**TASK STATEMENT**: Can you put each line of the records below into a Markdown table with the columns "Row" and "Line", numbering the rows, skipping blank lines, and leaving the pictures out?

___ RECORDS FOR THIS TASK ___

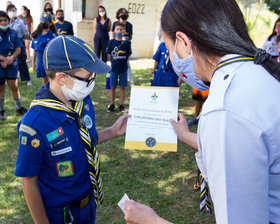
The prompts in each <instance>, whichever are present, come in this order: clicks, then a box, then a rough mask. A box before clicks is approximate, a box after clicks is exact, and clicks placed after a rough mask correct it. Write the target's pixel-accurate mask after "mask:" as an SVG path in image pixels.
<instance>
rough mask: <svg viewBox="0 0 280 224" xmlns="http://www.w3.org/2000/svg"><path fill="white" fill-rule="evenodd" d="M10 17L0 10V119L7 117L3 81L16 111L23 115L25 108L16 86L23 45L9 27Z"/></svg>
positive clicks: (21, 114)
mask: <svg viewBox="0 0 280 224" xmlns="http://www.w3.org/2000/svg"><path fill="white" fill-rule="evenodd" d="M9 21H10V18H9V16H8V14H7V13H6V12H4V11H0V120H5V119H6V118H7V116H6V112H5V108H4V95H5V82H6V81H7V85H8V87H9V89H10V90H11V94H12V96H13V98H14V100H15V103H16V111H17V113H18V114H21V115H23V114H24V113H25V112H26V111H27V110H26V109H25V108H24V107H23V106H22V105H21V100H20V92H19V88H18V63H17V57H18V56H19V54H20V51H21V47H22V46H23V44H22V42H21V40H20V39H19V37H18V35H17V33H16V31H14V30H12V29H10V28H9Z"/></svg>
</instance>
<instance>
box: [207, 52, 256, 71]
mask: <svg viewBox="0 0 280 224" xmlns="http://www.w3.org/2000/svg"><path fill="white" fill-rule="evenodd" d="M242 61H254V58H252V57H247V56H237V57H234V58H229V59H226V60H224V61H221V62H219V63H218V64H217V66H216V68H215V70H214V72H213V74H214V73H215V72H216V71H217V70H218V69H220V68H222V67H224V66H226V65H229V64H233V63H236V62H242Z"/></svg>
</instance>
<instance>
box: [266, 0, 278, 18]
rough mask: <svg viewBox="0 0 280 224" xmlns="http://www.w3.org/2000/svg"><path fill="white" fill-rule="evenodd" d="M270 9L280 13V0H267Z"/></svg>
mask: <svg viewBox="0 0 280 224" xmlns="http://www.w3.org/2000/svg"><path fill="white" fill-rule="evenodd" d="M265 3H266V4H267V5H268V7H269V10H270V11H272V12H274V13H276V14H278V15H280V1H279V0H265Z"/></svg>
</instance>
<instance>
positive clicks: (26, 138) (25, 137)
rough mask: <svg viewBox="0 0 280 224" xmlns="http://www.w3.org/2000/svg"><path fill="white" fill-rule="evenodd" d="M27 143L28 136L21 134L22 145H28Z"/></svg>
mask: <svg viewBox="0 0 280 224" xmlns="http://www.w3.org/2000/svg"><path fill="white" fill-rule="evenodd" d="M26 143H27V137H26V136H21V141H20V144H21V145H26Z"/></svg>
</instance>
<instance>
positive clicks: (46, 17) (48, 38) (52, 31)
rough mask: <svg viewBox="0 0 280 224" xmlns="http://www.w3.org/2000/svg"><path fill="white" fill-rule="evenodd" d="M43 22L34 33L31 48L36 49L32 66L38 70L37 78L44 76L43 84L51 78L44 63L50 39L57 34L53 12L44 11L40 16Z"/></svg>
mask: <svg viewBox="0 0 280 224" xmlns="http://www.w3.org/2000/svg"><path fill="white" fill-rule="evenodd" d="M40 20H41V22H40V24H39V25H38V27H37V29H36V30H35V31H34V32H33V33H32V37H33V40H32V44H31V48H33V49H34V54H33V58H32V68H33V71H36V76H37V78H42V81H43V85H44V84H46V83H47V82H48V81H49V79H48V77H47V73H46V70H45V68H44V65H43V53H44V50H45V47H46V46H47V44H48V43H49V41H50V40H51V39H53V38H55V37H56V36H57V33H56V29H55V26H54V25H53V23H52V17H51V14H49V13H47V12H44V13H43V14H42V15H41V18H40Z"/></svg>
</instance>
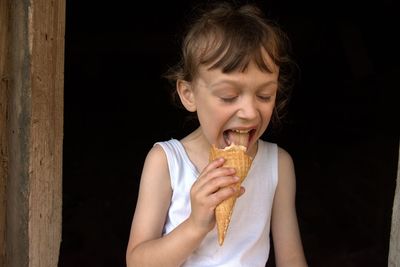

___

**SOLVED EXERCISE**:
| Row | Line |
|---|---|
| 1 | The prompts in each <instance>, whichever are present, come in this order: clicks, then a box, then a rough mask. A box before clicks is approximate, a box after clicks is exact, and clicks placed after a rough mask correct it. Write the target's pixel-accurate mask after "mask:" as an SVG path in image pixels. |
| 2 | <instance> |
| 3 | rough mask: <svg viewBox="0 0 280 224" xmlns="http://www.w3.org/2000/svg"><path fill="white" fill-rule="evenodd" d="M10 17L0 10V119L7 117L3 81L16 111L23 115L25 108L16 86L23 45L9 27Z"/></svg> |
| 4 | positive clicks: (21, 114) |
| 5 | mask: <svg viewBox="0 0 280 224" xmlns="http://www.w3.org/2000/svg"><path fill="white" fill-rule="evenodd" d="M9 21H10V18H9V16H8V14H7V13H6V12H4V11H0V120H5V119H6V118H7V116H6V112H5V108H4V95H5V82H6V81H7V85H8V87H9V89H10V90H11V94H12V96H13V98H14V100H15V103H16V111H17V113H18V114H21V115H23V114H24V113H25V112H26V111H27V110H26V109H25V108H24V107H23V106H22V105H21V100H20V92H19V88H18V63H17V57H18V56H19V54H20V51H21V47H22V46H23V44H22V42H21V40H20V39H19V37H18V35H17V33H16V31H14V30H12V29H10V28H9Z"/></svg> |
| 6 | </instance> |
| 7 | <instance> |
| 8 | box: [207, 52, 256, 71] |
| 9 | mask: <svg viewBox="0 0 280 224" xmlns="http://www.w3.org/2000/svg"><path fill="white" fill-rule="evenodd" d="M242 61H254V58H252V57H247V56H237V57H234V58H229V59H226V60H224V61H221V62H219V63H218V64H217V66H216V68H215V70H214V72H213V74H214V73H215V72H216V71H217V70H218V69H220V68H222V67H224V66H226V65H229V64H233V63H236V62H242Z"/></svg> |
| 10 | </instance> |
| 11 | <instance> |
| 12 | box: [266, 0, 278, 18] |
| 13 | rough mask: <svg viewBox="0 0 280 224" xmlns="http://www.w3.org/2000/svg"><path fill="white" fill-rule="evenodd" d="M270 9L280 13V0H267Z"/></svg> |
| 14 | mask: <svg viewBox="0 0 280 224" xmlns="http://www.w3.org/2000/svg"><path fill="white" fill-rule="evenodd" d="M265 3H266V4H267V5H268V7H269V10H270V11H272V12H274V13H276V14H278V15H280V1H279V0H265Z"/></svg> |
| 15 | </instance> |
| 16 | <instance> |
| 17 | positive clicks: (26, 138) (25, 137) |
| 18 | rough mask: <svg viewBox="0 0 280 224" xmlns="http://www.w3.org/2000/svg"><path fill="white" fill-rule="evenodd" d="M27 143L28 136L21 134L22 145H28Z"/></svg> |
| 19 | mask: <svg viewBox="0 0 280 224" xmlns="http://www.w3.org/2000/svg"><path fill="white" fill-rule="evenodd" d="M26 143H27V137H26V136H21V141H20V144H21V145H26Z"/></svg> |
| 20 | </instance> |
| 21 | <instance> |
| 22 | positive clicks: (46, 17) (48, 38) (52, 31) |
| 23 | rough mask: <svg viewBox="0 0 280 224" xmlns="http://www.w3.org/2000/svg"><path fill="white" fill-rule="evenodd" d="M43 22L34 33L31 48L36 49L32 66L38 70L37 78L44 76L43 84L51 78L44 63L50 39L57 34L53 12L44 11L40 16Z"/></svg> |
| 24 | mask: <svg viewBox="0 0 280 224" xmlns="http://www.w3.org/2000/svg"><path fill="white" fill-rule="evenodd" d="M40 20H41V22H40V24H39V25H38V27H37V29H36V30H35V31H34V32H33V33H32V37H33V40H32V44H31V48H33V49H34V54H33V58H32V68H33V71H36V76H37V78H42V81H43V85H44V84H46V83H47V82H48V81H49V79H48V77H47V73H46V70H45V68H44V65H43V53H44V50H45V47H46V46H47V44H48V43H49V41H50V40H51V39H53V38H55V37H56V36H57V33H56V29H55V26H54V25H53V23H52V17H51V14H49V13H47V12H44V13H43V14H42V15H41V18H40Z"/></svg> |
| 25 | </instance> |